» PROBLEM TO SOLVE:
From the listing below, reproduce word for word the part that opens with the line containing "Where can the small" and closes with the line containing "Where can the blurred"; reproduce nothing else.

» DATA FOR REVIEW:
___
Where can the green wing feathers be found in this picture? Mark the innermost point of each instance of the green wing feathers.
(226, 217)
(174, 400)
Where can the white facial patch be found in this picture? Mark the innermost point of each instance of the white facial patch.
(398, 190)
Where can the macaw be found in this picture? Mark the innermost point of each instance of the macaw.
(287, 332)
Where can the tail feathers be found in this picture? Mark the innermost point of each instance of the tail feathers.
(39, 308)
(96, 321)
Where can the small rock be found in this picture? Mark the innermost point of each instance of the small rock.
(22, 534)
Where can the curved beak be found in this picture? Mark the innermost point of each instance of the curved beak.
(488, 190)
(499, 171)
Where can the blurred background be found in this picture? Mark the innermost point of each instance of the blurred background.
___
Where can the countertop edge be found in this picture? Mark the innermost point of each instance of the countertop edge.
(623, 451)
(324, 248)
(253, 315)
___
» RESPONSE:
Where can the small rock be found in this picture? Mark the innermost point of each instance of the small rock.
(22, 534)
Where can the curved beak be found in this picture? Mark the innermost point of each instance of the curved beak.
(488, 190)
(499, 171)
Where can the blurred background be found in this picture? Mark the innermost point of each instance of the blurred background.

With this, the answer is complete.